Exercise requirements: In the text on London's grand mansions, rewrite the part from "In its day, its" to "into multi-let offices.", putting "occupants" in place of "residents".

Document text:
+---+
In its day, its residents were exclusively Ladies, Lords, Earls, Dukes and even Caroline, the Princess of Wales at No 7. At the beginning of the 20th century, a new generation of politicians and socialites moved in, including Lord Randolph Churchill who brought up his son Winston at No 2. After World War Two, London was crying out for smart office space for up-and-coming businesses and the mansions were turned into multi-let offices.
The success of London’s super-prime property market in recent years has seen an influx of these grand mansion restoration projects, from Hyde Park’s The Lancasters to Belgravia’s Cornwall Terrace, which are a great investment opportunity on the international market. “The location remains undervalued compared to adjoining Marylebone and Mayfair,” says Martin Bikhit, managing director of joint sales agent Kay & Co. “The Hyde Park estate is a natural sister address to Belgravia on the other side of the park and we anticipate there will be a long term rise in values in the district.”
+---+
Data provided:

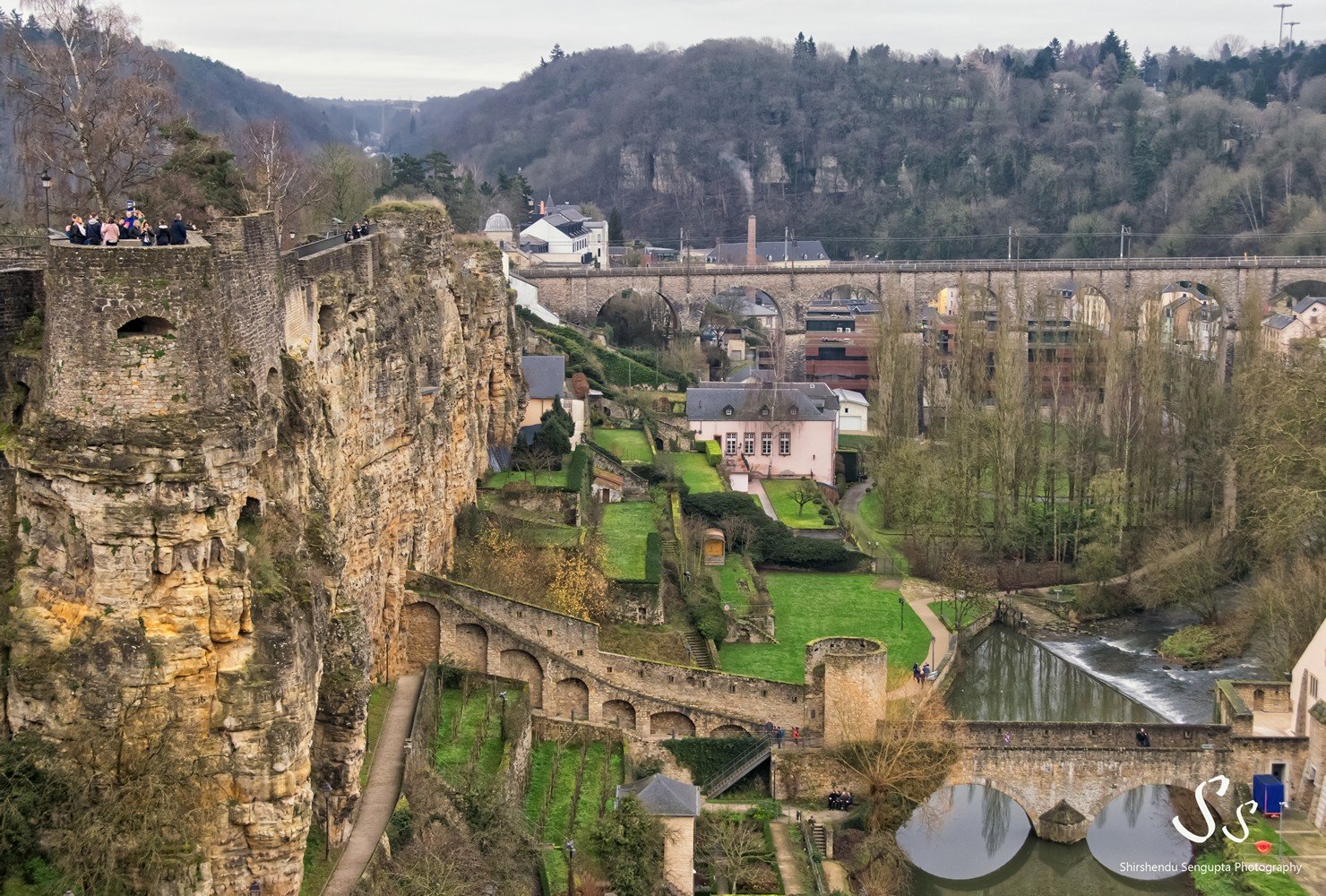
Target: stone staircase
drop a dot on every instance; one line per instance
(699, 650)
+---+
Solution to the exercise:
In its day, its occupants were exclusively Ladies, Lords, Earls, Dukes and even Caroline, the Princess of Wales at No 7. At the beginning of the 20th century, a new generation of politicians and socialites moved in, including Lord Randolph Churchill who brought up his son Winston at No 2. After World War Two, London was crying out for smart office space for up-and-coming businesses and the mansions were turned into multi-let offices.